Set problem
In every line of the data below, substitute "image" for each occurrence of "photo" and reproduce the lines with nothing else altered. Omit the pictures from the output.

::::

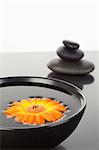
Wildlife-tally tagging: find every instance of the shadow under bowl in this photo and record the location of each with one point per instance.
(49, 135)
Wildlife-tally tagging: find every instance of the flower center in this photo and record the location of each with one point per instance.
(35, 108)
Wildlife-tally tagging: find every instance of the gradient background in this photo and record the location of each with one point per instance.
(86, 135)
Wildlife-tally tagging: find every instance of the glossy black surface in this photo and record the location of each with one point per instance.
(69, 54)
(35, 136)
(81, 67)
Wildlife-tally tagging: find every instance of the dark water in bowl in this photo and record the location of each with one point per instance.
(15, 93)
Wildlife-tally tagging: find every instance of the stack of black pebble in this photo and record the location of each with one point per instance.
(70, 61)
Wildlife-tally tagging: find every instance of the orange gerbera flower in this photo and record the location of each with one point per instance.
(35, 110)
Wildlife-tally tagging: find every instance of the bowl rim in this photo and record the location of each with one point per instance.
(57, 123)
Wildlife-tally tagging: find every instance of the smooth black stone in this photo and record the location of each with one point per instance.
(70, 44)
(73, 68)
(69, 55)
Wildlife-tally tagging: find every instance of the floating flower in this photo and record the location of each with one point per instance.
(35, 111)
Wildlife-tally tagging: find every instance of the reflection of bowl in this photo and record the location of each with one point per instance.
(17, 135)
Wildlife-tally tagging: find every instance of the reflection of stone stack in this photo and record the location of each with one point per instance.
(71, 60)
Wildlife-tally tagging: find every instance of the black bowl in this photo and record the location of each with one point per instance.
(16, 135)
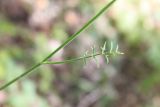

::::

Task result
Wildlife-tally tagging: find every instance of the shadow under bowl in this image and record the location of each with one point per instance.
(49, 135)
Wildlife-tally tagging: find every instance of the flower center in this image and record the location of each with one point per instance.
(35, 108)
Wildlife-tally tagging: find every instance of the gradient background in this image and record the location of each with one point per instance.
(86, 135)
Wildlife-tally tagging: find every instance of the glossy black surface in this image and record the location of each with one point per instance.
(69, 54)
(35, 136)
(81, 67)
Wildlife-tally tagging: find every instance of the dark water in bowl in this image and record the location of each with one point per instance.
(15, 93)
Wildlife-tally tagging: find every instance of the stack of black pebble in this image and record the location of each with one point per instance.
(70, 61)
Wildlife-tally tagging: find every instance of the orange gerbera flower in this image and record the location of each with one point per instance.
(35, 110)
Wildlife-tally tagging: find every instance of the bowl rim in this image and record the location of each with one point per instance.
(57, 123)
Wildlife-tally tagging: find every instance of the smooth black stone in this image and record the location of each with one point per instance.
(70, 44)
(73, 68)
(69, 55)
Wildlife-tally tagging: find every instance of the floating flower in this image and record the location of each with one point per instance.
(35, 111)
Wildlife-tally tagging: find every instance of the reflection of bowl in this image and record the location of each with one point per instance.
(17, 135)
Wildlife-tally tagging: find every instance of the reflection of stone stack in this image and record the location of each with one point per instance.
(71, 60)
Wildlife-tally tagging: find every instance of the black bowl in this image and record the location of each with one point per instance.
(16, 135)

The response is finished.